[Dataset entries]
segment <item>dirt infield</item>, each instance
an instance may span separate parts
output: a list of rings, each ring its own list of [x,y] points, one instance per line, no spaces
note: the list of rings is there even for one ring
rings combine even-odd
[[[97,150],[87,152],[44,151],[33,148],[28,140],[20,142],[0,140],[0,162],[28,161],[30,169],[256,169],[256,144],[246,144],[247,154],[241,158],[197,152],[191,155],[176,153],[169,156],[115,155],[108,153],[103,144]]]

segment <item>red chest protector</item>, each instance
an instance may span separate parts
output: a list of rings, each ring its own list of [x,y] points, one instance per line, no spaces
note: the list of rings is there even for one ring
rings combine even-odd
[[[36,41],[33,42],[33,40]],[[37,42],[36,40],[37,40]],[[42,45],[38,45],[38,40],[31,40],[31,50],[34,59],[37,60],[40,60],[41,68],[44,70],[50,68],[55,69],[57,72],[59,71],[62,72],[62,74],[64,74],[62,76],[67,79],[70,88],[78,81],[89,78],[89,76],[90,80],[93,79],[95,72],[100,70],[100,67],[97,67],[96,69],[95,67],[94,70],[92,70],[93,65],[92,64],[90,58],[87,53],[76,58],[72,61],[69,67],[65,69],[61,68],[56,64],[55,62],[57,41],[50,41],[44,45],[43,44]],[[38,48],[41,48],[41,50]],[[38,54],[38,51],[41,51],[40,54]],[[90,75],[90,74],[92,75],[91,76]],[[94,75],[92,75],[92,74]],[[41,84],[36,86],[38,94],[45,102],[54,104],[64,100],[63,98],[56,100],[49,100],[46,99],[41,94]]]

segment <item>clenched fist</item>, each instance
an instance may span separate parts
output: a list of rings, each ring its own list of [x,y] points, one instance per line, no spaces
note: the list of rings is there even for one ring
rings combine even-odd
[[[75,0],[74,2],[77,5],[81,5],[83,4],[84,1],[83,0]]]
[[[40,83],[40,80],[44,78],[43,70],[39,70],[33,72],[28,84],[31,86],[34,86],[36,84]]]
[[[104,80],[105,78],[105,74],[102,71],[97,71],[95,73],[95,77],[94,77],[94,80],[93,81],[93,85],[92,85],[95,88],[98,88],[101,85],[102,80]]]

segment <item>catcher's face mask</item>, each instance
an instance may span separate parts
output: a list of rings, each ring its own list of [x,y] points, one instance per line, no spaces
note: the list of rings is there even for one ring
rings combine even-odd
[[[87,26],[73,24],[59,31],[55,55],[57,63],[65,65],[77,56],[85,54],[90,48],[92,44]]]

Given task ▸
Which lines in the rows above contain the string "item"? Show every such line in full, treating uppercase and lowercase as different.

Reply ▸
segment <item>dirt infield</item>, each instance
segment <item>red chest protector</item>, each instance
segment <item>clenched fist</item>, each instance
segment <item>catcher's face mask</item>, each instance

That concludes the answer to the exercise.